_WRITTEN TASK A_.
Count the lines of the records below that contain the string "traffic", and give only that number.

_TEXT SHOWN_.

There’s a caveat here, which is that since we’re defining what Compatible means, the questions of “is this safe?” are somewhat up to how we define Compatible. I have a vague intuition for how this would work with [T] and composite types ending in [T]. I have essentially no idea how this would work for trait objects. I’d love to hear some thoughts on all of this.

gnzlbg · May 17, 2018, 3:08pm

Is it possible to mem::transmute a DST into a Sized type and vice-versa ? Is it possible to mem::transmute two different DSTs to each other?

joshlf · May 17, 2018, 3:14pm

No because mem::transmute operates on values, not references. So both its arguments must be Sized.

Huge credit to @comex for figuring out a way to do this today! Here's the idea:

trait AlignCheck {
    const BAD: u8;
}

// only compiles if align_of::<T>() <= align_of::<U>()
impl<T, U> AlignCheck for (T, U) {
    // This is a division by 0 if align_of::<T>() > align_of::<U>(),
    // producing a constant evaluation error
    const BAD: u8 = 1u8 / ((std::mem::align_of::<T>() > std::mem::align_of::<U>()) as u8);
}

pub unsafe fn unsafe_transmute_ref<T, U>(x: &T) -> &U
{
    let _ = <(T, U) as AlignCheck>::BAD;
    &*(x as *const T as *const U)
}

And it actually works!

Also, they pointed out that:

So that might be an approach we could take as well.

joshlf · May 22, 2018, 12:23am

OK, here goes a first draft. A few things to note:

I went with FromBits<T> instead of Compatible<T> because I think it’s more descriptive. However, it behaves roughly as Compatible<T> has been proposed here, and there’s no IntoBits<T>.
I covered the case in which T is a DST and Self: Sized, but I haven’t yet figured out what to do when Self is a DST.
The file is pretty long, so here’s a summary of what’s offered if you just want to skim:
- FromBits<T> - as described
- FitsIn<T> - guarantees that T is no smaller than Self
- AlignedTo<T> - guarantees that Self is as aligned as T
- transmute - like mem::transmute, but T can be larger than U
- coerce - like transmute, but safe
- coerce_{ref,mut}_xxx - coercions from one reference type to another, including variations with both compile- and run-time-verified size and alignment.
- LayoutVerified - An object whose existence proves that certain size and alignment checking has been performed, allowing for size and alignment checking to be elided in the future when doing coercions.

I’d love any feedback you have! I’d also be interested to know whether you can think of any use cases for transmute. The only difference between it and mem::transmute is that T can be larger than U, and @cramertj feels that its presence is unjustified. If we can’t think of any use cases, then I agree.

_WRITTEN TASK B_.
From the forum thread on transmuting types above, output verbatim the part that opens with the words containing "OK, here goes" and closes with "Self is a DST.".

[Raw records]
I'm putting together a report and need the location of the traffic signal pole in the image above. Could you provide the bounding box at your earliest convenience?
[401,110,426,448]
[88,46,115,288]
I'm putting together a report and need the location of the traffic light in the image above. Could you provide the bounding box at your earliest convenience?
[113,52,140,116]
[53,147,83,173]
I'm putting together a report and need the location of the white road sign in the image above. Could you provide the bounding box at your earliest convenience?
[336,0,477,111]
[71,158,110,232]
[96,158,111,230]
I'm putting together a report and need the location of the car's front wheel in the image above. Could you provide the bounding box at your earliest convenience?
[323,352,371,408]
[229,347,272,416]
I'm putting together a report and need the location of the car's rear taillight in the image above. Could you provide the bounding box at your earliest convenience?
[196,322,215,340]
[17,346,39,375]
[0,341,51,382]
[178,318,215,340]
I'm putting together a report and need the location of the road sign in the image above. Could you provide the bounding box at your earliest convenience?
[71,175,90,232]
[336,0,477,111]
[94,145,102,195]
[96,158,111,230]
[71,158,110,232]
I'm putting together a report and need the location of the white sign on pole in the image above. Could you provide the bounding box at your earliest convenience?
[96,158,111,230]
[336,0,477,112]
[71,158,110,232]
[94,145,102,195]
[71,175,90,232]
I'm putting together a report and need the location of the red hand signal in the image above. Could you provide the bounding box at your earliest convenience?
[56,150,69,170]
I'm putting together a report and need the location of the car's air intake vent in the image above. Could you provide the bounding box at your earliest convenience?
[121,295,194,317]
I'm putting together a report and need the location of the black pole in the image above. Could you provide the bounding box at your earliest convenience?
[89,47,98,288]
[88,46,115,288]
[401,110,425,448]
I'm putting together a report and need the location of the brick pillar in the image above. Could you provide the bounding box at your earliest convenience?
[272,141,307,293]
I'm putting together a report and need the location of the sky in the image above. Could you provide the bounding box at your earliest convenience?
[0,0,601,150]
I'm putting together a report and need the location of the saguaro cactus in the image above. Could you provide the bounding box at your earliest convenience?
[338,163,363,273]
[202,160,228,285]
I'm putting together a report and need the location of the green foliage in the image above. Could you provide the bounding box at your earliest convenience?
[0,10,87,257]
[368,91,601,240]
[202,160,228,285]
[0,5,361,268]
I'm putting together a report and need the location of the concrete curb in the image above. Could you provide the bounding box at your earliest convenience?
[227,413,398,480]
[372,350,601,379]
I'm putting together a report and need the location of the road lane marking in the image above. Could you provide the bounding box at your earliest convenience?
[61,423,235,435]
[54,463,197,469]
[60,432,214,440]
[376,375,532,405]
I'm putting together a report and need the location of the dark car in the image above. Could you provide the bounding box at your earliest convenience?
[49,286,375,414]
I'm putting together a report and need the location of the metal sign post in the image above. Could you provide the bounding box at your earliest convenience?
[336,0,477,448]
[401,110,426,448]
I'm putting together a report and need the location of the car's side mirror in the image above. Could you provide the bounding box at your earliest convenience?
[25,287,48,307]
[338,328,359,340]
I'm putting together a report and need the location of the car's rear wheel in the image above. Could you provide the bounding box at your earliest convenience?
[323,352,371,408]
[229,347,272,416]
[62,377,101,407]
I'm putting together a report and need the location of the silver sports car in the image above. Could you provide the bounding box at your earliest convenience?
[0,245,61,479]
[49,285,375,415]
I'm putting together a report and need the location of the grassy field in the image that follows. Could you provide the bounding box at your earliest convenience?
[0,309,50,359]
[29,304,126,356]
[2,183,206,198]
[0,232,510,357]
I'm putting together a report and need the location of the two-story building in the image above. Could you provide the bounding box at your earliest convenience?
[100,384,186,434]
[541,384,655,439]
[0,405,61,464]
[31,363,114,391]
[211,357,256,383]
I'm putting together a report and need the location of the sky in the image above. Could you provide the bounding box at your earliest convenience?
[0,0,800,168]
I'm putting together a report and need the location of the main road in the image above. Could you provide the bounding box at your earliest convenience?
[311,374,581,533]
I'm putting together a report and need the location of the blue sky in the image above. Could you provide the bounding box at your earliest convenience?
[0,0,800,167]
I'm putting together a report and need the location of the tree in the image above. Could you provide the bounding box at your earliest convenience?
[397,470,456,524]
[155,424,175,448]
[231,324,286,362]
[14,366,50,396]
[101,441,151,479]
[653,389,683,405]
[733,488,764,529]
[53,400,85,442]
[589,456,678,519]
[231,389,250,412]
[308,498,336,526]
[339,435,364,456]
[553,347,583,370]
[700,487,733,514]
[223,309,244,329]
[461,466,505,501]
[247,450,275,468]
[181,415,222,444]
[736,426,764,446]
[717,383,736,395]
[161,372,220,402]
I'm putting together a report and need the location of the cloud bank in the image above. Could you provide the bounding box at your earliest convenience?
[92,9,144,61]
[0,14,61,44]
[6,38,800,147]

_SOLUTION A_.
2

_SOLUTION B_.
OK, here goes a first draft. A few things to note:

I went with FromBits<T> instead of Compatible<T> because I think it’s more descriptive. However, it behaves roughly as Compatible<T> has been proposed here, and there’s no IntoBits<T>.
I covered the case in which T is a DST and Self: Sized, but I haven’t yet figured out what to do when Self is a DST.